REQUISITO 1 | Traduza para o inglês a frase "Essa lista, pelo que sei, desapareceu.", do artigo sobre a redemocratização, logo abaixo.
REQUISITO 2 | Prossiga com o artigo sobre a redemocratização a partir do ponto em que ele termina.

ARTIGO |
═══

Título: Longo caminho a percorrer
Autor: Expedito Filho
Fonte: O Estado de São Paulo, 15/03/2005, Nacional, p. A12

Os 20 anos de redemocratização do Brasil trazem a minha lembrança dois episódios que, embora pouco conhecidos, ilustram à perfeição, a meu ver, a natureza dos processos históricos e a importância de ações e de gestos discretos sem os quais os chamados grandes momentos não se produziriam. Não sei, aliás, se a redemocratização é o maior acontecimento político de nossa história recente (creio que o movimento popular que a tornou possível nas ruas é certamente mais significativo); sei, no entanto, que ela não seria possível sem tantas pequenas contribuições hoje esquecidas. Gostaria de mencionar primeiramente o fato, pouco conhecido, de que, às vésperas da decisão do Congresso que levaria à formação da chapa com os nomes de Tancredo Neves e José Sarney, fora constituída uma lista, integrada por vários deputados federais e senadores - entre os quais eu me incluía -, que rejeitava a votação por via indireta. A marcha dos acontecimentos, no entanto, assim como a perspectiva concreta, que se revelaria correta, de se dar um passo importante com vistas à futura instalação de um regime plenamente democrático no País, levou-nos a reconsiderar a decisão anterior. Essa lista, pelo que sei, desapareceu.

═══

DADOS EXTRAÍDOS |
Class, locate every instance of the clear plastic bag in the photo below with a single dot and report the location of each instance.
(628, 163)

═══

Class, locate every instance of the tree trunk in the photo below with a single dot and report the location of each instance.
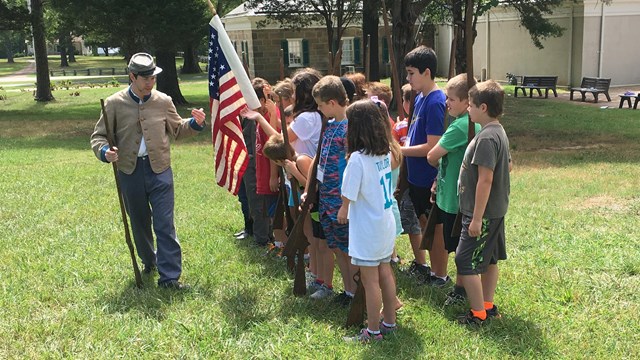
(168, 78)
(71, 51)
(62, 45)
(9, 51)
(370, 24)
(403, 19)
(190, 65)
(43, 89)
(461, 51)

═══

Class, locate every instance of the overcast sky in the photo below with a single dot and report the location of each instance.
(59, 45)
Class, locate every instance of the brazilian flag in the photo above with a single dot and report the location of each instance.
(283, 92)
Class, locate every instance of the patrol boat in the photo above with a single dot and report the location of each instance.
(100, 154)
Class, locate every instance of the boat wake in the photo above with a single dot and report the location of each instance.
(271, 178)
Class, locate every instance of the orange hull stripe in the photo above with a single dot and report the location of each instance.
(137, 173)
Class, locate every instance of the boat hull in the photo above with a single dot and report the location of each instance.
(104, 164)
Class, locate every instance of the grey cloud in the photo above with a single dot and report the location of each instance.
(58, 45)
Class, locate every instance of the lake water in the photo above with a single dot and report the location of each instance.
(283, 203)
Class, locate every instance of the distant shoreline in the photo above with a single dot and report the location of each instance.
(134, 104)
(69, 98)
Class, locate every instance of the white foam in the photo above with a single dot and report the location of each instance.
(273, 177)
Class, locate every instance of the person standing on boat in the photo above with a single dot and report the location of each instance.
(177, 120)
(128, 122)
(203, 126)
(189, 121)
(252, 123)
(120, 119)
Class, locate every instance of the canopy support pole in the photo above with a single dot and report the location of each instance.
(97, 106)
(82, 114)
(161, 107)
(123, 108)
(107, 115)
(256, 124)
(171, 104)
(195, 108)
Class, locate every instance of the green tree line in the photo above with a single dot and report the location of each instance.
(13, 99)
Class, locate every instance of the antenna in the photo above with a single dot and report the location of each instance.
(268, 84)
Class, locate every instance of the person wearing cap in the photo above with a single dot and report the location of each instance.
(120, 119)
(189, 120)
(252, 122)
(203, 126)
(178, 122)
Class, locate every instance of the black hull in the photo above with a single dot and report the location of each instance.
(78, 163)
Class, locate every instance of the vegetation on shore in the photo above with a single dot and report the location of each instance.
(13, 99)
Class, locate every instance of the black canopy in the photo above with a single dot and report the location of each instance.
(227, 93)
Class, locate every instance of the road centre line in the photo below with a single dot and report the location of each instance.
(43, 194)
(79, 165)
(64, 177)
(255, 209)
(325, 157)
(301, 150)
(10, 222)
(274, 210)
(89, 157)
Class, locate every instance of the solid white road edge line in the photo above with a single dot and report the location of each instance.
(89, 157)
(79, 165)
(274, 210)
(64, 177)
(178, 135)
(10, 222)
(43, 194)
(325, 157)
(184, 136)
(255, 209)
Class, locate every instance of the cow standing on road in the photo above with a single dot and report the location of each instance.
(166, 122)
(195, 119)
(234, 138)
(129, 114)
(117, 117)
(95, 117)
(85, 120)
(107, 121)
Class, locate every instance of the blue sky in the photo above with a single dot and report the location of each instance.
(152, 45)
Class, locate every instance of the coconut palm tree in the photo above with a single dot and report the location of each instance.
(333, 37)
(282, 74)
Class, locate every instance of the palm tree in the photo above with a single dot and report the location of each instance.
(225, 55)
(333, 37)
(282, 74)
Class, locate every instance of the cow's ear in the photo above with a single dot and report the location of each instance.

═══

RESPOSTA DA TAREFA 1 | That list, as far as I know, has disappeared.

RESPOSTA DA TAREFA 2 |
Em segundo lugar, recordo que a questão fundamental que precedeu a formação da chapa com os nomes de Tancredo e Sarney foi a questão da quebra da fidelidade partidária. Dois nomes, entre tantos outros, foram fundamentais nesse episódio. Refiro-me ao então vice-presidente da República, o mineiro Aureliano Chaves, e a Moacyr Dalla, presidente do Senado Federal. Sem o apoio de Aureliano Chaves, que participou ativamente das reuniões com as lideranças parlamentares nas quais eram articuladas as candidaturas de Tancredo Neves e José Sarney, creio que a causa da redemocratização dificilmente teria êxito. Da mesma forma, a honrada decisão do senador Moacyr Dalla, de que sou testemunha, em ir de encontro às pressões no interior de seu partido, concedendo aquele que seria praticamente o voto de minerva na votação que permitiria, em última análise, o registro no Senado - condição sine qua non para que tivesse início o processo eleitoral - da chapa que reunia os nomes dos então candidatos. O presidente Sarney sabe deste episódio.

Esses dois episódios, hoje pouco lembrados, ilustram aquela que é, a meu ver, a verdadeira dinâmica dos acontecimentos da vida política, feita não apenas de grandes momentos. Com eles, foi possível ao País retomar, ainda que indiretamente, a jornada na busca da democracia.

Em sucessivos mandatos eletivos, o povo brasileiro conferiu-me o privilégio de contribuir para o retorno da democracia e para o progresso alcançado na conquista das liberdades democráticas.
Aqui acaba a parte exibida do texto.